— Short problem —
Starting at the line that has "find the lawn" and continuing through the end of the material, write those lines out again with "marker" swapped for "point" and nothing else altered.

— Listed records —
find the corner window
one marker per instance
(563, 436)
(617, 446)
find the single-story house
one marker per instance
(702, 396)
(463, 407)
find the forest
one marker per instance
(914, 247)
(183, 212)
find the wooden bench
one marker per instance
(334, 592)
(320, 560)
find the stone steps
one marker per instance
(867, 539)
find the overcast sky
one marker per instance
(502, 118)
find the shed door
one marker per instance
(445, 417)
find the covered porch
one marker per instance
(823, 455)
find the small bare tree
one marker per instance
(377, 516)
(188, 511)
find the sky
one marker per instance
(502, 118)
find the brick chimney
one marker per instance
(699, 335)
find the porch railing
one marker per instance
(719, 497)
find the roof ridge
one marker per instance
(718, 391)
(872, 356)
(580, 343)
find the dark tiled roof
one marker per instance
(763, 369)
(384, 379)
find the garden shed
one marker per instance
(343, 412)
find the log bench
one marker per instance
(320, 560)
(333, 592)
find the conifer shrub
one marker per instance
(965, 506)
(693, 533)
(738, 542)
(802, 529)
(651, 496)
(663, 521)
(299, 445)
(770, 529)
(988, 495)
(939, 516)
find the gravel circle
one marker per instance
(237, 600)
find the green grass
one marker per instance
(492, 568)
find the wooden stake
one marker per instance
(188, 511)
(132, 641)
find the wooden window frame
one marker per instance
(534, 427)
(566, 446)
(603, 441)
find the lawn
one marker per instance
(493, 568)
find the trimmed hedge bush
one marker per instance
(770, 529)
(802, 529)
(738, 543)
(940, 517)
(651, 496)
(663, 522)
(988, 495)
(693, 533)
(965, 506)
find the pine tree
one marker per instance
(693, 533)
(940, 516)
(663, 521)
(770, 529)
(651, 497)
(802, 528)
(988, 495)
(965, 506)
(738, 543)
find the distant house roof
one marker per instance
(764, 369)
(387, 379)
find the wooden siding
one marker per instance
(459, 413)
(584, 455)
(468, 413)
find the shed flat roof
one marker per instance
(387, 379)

— Answer to the problem —
find the lawn
one point per instance
(493, 568)
find the trimmed hedge bush
one point per instance
(770, 529)
(802, 529)
(738, 543)
(940, 517)
(651, 496)
(663, 522)
(988, 495)
(693, 533)
(965, 506)
find the pine tree
one point per instance
(693, 533)
(940, 516)
(663, 521)
(770, 529)
(651, 497)
(802, 528)
(988, 495)
(965, 506)
(738, 543)
find the distant house roof
one point per instance
(764, 369)
(387, 379)
find the wooden siding
one point per instance
(459, 413)
(584, 455)
(468, 413)
find the shed flat roof
one point per instance
(387, 379)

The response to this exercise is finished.